Natural language region descriptions

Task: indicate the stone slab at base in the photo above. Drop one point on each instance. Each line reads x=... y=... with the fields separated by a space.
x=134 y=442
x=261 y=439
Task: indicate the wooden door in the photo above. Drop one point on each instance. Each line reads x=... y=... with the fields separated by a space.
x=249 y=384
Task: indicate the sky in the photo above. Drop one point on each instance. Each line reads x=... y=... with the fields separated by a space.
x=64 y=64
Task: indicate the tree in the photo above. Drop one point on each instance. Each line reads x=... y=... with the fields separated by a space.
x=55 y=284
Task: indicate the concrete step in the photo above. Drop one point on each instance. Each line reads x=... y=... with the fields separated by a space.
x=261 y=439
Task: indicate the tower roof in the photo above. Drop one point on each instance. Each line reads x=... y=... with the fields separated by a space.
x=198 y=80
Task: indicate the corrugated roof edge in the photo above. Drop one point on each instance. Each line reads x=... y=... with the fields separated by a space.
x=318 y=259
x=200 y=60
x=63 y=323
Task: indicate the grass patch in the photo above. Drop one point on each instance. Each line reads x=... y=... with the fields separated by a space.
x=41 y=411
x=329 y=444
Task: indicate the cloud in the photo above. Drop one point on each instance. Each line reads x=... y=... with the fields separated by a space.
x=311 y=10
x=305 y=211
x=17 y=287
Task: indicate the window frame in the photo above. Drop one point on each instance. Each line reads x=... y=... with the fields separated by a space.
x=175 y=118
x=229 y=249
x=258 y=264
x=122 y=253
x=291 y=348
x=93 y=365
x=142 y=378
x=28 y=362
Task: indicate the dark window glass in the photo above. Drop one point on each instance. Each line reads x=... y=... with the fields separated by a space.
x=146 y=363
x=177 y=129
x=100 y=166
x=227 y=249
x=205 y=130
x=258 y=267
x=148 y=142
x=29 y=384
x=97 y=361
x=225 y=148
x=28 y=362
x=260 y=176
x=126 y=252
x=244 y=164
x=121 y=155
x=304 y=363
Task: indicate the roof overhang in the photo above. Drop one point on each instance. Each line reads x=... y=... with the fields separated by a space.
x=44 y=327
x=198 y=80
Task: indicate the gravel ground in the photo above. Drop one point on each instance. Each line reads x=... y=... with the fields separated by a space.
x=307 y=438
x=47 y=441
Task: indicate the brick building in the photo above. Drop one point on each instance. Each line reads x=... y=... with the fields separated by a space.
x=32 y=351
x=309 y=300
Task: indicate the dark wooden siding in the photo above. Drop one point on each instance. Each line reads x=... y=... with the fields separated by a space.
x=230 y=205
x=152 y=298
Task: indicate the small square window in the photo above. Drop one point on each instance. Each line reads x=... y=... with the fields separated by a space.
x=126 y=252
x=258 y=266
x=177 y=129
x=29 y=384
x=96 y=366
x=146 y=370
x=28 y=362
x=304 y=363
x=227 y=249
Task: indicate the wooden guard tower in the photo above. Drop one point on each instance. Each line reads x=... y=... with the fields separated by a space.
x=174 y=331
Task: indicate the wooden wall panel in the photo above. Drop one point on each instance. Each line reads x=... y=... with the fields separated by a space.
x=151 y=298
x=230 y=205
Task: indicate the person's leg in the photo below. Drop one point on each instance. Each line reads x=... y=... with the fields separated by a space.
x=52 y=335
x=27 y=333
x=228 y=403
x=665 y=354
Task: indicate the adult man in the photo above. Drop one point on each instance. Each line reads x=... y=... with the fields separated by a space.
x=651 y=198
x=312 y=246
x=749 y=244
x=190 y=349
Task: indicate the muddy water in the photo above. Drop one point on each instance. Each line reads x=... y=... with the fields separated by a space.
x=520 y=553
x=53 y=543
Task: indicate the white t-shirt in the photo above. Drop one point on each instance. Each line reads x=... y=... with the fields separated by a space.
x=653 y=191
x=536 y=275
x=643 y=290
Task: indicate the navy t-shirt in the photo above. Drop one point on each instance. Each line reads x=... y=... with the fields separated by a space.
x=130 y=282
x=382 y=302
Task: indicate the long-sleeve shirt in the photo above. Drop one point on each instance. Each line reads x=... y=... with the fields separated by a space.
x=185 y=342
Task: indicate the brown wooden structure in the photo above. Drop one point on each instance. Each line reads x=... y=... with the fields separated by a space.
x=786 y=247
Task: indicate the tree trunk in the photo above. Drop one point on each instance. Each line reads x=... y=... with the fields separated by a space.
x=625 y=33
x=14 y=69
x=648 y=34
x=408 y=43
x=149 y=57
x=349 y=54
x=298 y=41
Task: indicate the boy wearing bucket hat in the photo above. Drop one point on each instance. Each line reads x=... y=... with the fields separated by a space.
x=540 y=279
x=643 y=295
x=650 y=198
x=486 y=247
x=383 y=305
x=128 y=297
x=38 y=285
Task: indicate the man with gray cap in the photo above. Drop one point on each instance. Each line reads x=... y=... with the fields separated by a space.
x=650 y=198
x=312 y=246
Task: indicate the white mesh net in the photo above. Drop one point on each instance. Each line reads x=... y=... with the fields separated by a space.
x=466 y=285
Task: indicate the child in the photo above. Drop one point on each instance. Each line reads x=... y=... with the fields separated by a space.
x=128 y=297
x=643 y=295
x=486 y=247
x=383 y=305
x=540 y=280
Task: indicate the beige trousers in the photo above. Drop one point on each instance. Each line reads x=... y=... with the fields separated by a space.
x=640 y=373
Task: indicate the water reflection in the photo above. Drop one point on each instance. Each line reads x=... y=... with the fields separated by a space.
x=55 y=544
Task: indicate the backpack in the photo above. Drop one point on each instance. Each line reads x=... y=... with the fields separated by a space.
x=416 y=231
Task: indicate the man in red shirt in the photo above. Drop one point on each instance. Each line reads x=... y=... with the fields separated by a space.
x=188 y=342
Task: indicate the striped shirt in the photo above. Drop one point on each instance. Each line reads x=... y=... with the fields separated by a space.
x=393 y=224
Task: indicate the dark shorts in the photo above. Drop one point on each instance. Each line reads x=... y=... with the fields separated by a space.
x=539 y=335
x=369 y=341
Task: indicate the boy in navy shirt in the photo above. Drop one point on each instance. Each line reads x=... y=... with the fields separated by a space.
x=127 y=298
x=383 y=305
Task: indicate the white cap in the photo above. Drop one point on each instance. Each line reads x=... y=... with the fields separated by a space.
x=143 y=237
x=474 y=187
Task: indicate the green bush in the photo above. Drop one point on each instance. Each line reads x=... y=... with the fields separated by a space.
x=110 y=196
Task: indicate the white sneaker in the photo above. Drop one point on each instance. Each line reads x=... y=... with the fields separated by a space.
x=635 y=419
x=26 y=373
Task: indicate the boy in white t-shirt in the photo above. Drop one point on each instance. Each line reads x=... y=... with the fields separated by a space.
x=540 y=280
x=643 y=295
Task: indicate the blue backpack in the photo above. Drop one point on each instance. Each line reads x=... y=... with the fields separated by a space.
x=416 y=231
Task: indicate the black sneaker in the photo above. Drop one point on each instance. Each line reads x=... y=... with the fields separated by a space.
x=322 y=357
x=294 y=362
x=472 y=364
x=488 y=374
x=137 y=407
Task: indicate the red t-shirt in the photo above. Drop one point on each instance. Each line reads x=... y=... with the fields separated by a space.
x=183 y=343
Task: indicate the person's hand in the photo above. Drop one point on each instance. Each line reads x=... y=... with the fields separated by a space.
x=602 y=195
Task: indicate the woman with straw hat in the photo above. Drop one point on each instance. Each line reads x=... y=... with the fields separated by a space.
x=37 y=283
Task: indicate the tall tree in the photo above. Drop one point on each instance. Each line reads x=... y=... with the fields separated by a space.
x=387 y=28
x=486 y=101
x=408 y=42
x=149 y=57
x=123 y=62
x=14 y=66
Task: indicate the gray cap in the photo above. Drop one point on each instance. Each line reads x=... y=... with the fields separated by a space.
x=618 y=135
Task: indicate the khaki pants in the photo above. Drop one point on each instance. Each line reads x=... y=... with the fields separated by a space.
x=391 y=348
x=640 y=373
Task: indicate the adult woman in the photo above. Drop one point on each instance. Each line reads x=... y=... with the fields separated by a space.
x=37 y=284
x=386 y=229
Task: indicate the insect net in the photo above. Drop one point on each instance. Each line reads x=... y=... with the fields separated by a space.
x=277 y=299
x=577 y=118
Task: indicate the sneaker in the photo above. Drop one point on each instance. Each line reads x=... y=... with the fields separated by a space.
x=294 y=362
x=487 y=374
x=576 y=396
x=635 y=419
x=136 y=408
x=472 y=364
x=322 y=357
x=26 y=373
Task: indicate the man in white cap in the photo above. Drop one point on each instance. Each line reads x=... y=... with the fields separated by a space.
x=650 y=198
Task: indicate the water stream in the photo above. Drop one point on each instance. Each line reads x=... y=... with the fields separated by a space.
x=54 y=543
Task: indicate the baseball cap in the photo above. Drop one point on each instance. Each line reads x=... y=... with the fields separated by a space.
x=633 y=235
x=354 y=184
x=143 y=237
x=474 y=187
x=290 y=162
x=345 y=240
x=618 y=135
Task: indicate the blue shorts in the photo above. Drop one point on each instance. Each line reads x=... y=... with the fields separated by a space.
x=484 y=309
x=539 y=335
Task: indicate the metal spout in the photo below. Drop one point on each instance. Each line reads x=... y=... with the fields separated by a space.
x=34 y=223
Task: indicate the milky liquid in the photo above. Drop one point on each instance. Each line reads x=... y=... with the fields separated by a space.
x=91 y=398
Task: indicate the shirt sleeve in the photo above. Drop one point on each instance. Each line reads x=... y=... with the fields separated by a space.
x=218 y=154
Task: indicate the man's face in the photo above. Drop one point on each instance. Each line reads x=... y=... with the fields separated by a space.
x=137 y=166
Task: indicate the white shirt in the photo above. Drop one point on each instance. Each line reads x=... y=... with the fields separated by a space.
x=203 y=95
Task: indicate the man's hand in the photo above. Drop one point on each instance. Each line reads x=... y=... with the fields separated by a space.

**TASK OBJECTIVE**:
Set down exactly, and only, the lines of the data above from the line containing "Task: indicate the milky" through the last one.

**ANSWER FOR THE TASK**:
Task: indicate the milky liquid in the photo above. Drop one point on each instance. Each line reads x=... y=... with the fields separated by a space.
x=91 y=398
Task: indicate the shirt sleeve in the photo above. Drop one point on each instance. Each line reads x=... y=... with the fields separated by a space.
x=218 y=154
Task: indicate the man's face in the photo above. Drop one point on each instance. Each line reads x=... y=... with the fields separated by a space.
x=137 y=166
Task: indicate the white shirt in the photo above. Drop one point on each instance. Each line reads x=... y=... with the fields separated by a space.
x=203 y=95
Task: indicate the man's hand in the photo above. Drop one point on each instance. Each line reads x=... y=... with the fields separated by a space.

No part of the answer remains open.